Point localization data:
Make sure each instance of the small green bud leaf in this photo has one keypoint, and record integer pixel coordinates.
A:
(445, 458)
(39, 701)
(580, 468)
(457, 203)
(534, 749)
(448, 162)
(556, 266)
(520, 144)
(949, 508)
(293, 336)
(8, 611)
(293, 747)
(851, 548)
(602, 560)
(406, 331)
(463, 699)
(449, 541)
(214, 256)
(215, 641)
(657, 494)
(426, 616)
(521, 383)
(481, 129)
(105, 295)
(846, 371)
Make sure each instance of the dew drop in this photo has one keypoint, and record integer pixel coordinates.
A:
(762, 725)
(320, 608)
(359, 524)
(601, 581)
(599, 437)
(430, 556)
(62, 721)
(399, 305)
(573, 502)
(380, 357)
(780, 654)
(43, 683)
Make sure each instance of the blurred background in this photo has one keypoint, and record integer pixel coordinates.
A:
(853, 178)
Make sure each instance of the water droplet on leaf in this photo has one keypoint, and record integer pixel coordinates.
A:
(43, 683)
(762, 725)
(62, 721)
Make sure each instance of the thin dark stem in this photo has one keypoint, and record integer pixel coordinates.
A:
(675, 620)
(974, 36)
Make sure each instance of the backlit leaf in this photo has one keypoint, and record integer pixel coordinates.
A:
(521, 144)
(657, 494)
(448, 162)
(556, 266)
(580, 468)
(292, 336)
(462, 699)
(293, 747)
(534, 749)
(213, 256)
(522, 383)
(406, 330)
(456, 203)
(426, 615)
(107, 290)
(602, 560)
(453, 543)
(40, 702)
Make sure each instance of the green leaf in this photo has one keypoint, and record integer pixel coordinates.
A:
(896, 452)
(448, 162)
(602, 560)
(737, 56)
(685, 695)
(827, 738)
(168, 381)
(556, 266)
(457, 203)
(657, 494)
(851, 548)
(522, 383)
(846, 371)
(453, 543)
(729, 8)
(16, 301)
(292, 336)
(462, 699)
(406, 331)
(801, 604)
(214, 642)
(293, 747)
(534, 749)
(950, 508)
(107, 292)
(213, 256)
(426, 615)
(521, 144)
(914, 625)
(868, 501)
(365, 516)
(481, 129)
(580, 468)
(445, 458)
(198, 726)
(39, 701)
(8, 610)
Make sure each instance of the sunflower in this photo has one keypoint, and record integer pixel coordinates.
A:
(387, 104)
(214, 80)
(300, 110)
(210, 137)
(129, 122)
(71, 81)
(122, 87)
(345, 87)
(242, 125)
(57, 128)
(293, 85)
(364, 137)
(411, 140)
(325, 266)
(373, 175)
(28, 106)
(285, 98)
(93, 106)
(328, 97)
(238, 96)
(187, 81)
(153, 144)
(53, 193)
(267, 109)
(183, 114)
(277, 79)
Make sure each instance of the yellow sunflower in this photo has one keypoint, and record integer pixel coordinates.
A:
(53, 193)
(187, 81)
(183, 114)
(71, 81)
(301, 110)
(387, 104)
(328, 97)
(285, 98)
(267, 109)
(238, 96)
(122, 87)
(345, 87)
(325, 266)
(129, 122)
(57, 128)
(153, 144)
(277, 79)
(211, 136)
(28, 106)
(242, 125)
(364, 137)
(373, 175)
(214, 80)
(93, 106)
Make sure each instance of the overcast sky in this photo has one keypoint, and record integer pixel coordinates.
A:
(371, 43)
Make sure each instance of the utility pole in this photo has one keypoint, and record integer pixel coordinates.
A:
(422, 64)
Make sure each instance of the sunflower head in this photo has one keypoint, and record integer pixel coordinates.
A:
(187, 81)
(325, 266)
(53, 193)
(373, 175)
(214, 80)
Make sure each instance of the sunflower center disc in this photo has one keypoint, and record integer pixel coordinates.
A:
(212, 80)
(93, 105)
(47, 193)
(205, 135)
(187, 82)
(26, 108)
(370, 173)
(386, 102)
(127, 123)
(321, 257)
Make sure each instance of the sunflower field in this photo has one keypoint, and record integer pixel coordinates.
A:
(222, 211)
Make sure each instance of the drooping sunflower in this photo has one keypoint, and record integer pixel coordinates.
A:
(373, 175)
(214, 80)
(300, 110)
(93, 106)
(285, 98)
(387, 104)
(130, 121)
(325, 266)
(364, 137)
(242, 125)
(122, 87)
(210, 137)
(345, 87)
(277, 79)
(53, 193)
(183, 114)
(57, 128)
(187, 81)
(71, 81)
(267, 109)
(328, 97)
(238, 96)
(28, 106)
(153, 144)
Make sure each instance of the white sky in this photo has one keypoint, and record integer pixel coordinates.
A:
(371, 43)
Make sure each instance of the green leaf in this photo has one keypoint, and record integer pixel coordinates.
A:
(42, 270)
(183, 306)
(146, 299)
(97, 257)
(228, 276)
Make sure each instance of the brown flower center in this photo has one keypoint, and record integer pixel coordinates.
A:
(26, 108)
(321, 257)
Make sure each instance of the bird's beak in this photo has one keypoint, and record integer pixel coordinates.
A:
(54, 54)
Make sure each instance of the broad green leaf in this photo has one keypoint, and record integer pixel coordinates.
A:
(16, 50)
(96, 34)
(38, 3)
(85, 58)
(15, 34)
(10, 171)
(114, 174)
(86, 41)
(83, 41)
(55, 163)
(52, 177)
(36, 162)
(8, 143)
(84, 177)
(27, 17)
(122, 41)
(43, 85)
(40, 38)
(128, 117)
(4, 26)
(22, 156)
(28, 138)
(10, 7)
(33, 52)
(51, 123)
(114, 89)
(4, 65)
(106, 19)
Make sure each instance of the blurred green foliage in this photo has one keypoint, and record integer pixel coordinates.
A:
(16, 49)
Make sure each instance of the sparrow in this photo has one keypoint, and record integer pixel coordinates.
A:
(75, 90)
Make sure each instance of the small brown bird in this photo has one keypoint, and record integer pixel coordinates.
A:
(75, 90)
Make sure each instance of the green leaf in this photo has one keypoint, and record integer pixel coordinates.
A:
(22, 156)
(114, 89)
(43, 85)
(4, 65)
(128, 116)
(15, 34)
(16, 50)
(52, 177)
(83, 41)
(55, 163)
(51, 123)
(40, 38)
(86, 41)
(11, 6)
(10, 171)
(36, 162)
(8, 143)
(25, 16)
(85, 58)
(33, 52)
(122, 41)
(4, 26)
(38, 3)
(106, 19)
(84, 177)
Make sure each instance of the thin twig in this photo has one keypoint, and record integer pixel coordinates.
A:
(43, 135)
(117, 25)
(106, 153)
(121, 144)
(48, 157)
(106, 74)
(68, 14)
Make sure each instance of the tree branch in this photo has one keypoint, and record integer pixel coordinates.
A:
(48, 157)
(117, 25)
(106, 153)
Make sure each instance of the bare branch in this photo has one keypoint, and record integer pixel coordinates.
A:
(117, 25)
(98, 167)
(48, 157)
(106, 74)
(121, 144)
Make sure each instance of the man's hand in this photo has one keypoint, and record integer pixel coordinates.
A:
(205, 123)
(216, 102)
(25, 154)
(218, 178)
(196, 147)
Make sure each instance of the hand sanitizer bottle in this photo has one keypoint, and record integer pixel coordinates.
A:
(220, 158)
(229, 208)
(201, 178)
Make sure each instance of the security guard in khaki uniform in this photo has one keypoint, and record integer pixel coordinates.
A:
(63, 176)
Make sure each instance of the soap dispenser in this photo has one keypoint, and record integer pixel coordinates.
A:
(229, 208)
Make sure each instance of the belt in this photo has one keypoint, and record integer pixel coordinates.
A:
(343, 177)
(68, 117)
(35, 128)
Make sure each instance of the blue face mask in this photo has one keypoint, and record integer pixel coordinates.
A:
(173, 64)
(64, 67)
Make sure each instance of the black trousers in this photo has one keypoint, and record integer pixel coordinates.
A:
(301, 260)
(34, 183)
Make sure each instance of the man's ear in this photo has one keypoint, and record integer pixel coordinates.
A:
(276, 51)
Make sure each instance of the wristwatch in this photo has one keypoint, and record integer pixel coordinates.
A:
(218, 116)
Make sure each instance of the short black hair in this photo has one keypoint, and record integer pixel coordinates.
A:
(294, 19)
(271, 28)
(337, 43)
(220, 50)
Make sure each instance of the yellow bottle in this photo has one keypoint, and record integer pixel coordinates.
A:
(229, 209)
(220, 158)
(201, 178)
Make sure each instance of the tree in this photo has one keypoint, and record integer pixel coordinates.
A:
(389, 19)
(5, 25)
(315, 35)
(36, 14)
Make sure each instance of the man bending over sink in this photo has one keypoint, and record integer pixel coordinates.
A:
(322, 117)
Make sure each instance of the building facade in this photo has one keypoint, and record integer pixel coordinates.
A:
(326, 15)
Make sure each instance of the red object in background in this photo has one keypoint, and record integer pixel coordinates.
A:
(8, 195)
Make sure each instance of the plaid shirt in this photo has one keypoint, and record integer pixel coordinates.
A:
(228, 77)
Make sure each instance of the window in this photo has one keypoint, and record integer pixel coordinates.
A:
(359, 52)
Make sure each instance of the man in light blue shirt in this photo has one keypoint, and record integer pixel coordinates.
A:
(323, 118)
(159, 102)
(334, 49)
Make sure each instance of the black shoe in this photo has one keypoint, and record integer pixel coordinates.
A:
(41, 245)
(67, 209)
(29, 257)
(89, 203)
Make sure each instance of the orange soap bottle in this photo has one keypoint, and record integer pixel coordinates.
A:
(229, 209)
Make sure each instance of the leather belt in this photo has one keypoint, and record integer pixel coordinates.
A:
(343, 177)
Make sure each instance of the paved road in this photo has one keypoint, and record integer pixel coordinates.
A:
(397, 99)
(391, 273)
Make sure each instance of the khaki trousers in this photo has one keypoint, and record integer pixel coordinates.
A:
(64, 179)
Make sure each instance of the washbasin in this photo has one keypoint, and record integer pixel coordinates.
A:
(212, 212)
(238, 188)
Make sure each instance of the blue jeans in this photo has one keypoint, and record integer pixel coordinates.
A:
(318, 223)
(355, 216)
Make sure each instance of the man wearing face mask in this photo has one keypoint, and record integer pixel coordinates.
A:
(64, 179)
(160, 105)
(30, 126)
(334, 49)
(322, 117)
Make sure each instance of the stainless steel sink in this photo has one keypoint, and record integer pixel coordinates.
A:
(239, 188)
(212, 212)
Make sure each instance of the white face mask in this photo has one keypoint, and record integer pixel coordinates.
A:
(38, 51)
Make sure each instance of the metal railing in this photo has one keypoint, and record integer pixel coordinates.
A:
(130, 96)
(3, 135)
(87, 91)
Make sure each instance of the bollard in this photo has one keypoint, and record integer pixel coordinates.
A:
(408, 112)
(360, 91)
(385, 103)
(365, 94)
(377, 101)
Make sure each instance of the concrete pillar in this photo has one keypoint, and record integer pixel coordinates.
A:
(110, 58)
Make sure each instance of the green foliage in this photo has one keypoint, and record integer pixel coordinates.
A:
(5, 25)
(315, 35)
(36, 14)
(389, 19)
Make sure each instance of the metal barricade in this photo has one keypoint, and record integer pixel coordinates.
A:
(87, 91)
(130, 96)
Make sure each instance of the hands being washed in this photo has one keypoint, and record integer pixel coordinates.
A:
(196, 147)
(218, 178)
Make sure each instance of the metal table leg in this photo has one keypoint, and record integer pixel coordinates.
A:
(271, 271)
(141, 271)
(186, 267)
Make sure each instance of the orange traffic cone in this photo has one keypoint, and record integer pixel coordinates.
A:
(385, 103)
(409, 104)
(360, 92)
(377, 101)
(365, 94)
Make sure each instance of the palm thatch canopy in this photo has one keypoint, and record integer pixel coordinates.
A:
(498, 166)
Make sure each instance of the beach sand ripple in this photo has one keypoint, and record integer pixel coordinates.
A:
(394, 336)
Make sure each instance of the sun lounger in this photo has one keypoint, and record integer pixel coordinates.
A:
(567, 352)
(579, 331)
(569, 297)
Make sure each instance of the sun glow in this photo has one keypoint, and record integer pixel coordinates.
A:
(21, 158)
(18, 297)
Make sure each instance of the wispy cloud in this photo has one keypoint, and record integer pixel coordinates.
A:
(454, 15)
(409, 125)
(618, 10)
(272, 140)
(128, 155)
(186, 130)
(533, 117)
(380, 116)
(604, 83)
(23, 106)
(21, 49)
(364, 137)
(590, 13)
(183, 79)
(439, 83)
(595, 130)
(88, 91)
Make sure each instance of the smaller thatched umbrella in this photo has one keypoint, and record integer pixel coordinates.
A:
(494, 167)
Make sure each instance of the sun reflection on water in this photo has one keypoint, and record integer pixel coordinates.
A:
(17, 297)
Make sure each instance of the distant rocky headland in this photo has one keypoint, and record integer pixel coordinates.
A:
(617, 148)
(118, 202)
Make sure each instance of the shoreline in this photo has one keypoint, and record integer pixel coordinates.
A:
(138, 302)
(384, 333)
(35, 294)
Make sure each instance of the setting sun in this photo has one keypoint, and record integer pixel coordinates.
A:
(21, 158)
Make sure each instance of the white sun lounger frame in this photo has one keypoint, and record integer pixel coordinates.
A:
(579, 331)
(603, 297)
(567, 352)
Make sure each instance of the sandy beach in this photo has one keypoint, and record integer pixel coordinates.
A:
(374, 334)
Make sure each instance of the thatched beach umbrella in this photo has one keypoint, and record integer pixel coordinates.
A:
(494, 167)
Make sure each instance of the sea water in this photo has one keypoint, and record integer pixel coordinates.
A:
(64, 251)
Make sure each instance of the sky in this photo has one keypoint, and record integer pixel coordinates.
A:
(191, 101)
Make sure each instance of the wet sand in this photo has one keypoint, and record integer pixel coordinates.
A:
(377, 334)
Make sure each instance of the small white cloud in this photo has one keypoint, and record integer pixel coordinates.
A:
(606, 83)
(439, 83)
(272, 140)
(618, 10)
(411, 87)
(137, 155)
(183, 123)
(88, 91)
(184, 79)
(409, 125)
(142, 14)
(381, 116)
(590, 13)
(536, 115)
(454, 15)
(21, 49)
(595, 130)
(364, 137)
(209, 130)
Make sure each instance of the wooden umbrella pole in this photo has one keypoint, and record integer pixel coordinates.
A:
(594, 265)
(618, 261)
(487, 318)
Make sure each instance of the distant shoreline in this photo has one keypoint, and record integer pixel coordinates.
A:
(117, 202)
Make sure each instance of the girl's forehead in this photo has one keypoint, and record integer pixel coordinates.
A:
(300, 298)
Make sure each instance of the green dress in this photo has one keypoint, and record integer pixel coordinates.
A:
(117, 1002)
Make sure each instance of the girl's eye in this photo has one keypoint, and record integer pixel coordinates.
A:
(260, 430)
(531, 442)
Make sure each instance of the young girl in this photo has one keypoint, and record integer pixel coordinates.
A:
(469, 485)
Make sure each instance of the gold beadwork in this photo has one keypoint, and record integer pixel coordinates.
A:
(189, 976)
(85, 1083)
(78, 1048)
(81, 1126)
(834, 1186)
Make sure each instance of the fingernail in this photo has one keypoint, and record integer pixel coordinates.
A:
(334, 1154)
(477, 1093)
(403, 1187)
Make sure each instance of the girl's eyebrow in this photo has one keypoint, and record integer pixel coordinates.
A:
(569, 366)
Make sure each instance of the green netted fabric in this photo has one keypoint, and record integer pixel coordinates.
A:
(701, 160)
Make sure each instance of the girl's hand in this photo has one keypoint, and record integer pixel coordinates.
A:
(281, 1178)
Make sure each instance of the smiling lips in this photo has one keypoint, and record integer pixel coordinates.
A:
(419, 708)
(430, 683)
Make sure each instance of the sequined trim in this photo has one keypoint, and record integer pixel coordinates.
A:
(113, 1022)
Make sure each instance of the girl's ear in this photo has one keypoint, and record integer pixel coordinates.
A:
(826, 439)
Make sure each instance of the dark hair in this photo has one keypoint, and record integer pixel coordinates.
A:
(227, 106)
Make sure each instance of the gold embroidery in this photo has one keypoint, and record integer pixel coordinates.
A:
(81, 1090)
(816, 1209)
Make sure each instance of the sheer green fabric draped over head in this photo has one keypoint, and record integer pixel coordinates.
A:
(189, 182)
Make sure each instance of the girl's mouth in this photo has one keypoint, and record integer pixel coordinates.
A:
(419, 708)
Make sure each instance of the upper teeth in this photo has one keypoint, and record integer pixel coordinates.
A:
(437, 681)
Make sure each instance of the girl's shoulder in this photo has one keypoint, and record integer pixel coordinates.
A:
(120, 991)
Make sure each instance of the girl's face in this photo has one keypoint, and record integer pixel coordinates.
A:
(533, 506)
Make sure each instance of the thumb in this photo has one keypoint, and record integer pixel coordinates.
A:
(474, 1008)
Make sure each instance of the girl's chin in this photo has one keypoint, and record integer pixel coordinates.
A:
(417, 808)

* _Your instructions_
Filter the entries down to the lines with the word "blurred" in them.

* _Exercise solution_
Make sure each instance of the blurred background in this photo has one keypoint, and record integer pixel coordinates.
Make sure each instance of the blurred green foliage in this photo has one keypoint, and record integer pixel coordinates.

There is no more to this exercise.